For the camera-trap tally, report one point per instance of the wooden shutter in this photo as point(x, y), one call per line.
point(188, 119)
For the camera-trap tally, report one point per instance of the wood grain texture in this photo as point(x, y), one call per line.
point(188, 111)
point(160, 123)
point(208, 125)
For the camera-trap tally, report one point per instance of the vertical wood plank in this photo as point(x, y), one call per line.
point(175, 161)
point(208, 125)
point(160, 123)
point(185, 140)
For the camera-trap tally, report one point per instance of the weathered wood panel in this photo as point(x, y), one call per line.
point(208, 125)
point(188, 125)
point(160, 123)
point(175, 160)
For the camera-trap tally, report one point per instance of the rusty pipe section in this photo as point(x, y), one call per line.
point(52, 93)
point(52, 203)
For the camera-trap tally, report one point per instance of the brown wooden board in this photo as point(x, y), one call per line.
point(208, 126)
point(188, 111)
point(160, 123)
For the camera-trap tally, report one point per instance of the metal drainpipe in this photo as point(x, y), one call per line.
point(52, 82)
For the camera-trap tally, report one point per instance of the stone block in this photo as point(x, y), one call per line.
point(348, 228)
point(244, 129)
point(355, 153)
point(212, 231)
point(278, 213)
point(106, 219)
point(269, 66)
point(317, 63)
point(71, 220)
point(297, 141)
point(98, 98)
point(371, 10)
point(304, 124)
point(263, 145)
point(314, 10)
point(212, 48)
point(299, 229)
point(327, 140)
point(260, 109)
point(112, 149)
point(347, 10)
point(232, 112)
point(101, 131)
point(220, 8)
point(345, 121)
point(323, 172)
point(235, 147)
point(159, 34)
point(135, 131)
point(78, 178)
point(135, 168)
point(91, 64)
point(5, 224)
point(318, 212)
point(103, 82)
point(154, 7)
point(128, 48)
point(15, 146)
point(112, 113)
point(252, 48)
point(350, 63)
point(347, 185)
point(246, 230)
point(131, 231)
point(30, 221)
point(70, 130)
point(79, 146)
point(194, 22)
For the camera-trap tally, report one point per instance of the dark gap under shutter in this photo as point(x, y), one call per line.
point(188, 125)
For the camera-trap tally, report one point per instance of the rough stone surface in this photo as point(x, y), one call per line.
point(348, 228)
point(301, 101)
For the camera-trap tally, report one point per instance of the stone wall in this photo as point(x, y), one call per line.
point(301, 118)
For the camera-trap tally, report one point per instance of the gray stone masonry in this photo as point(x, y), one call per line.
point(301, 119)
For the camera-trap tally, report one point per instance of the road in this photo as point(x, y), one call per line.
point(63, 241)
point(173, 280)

○ ○ ○

_GOAL OF THE EXERCISE:_
Would you return exactly, and only, the lines beginning at the one with "the stone wall" and ending at the last line of the listing?

_TASK SOLUTION:_
For the camera-trap tally, report one point per instance of the stone wall in this photo as point(x, y), one call per line.
point(301, 118)
For the camera-trap tally, report one point per instance of the gray stone masonry in this photo as point(x, y), one call per line.
point(301, 119)
For the camera-trap tally, report one point per instance of the road in this photo as point(x, y), one call per line.
point(63, 241)
point(173, 280)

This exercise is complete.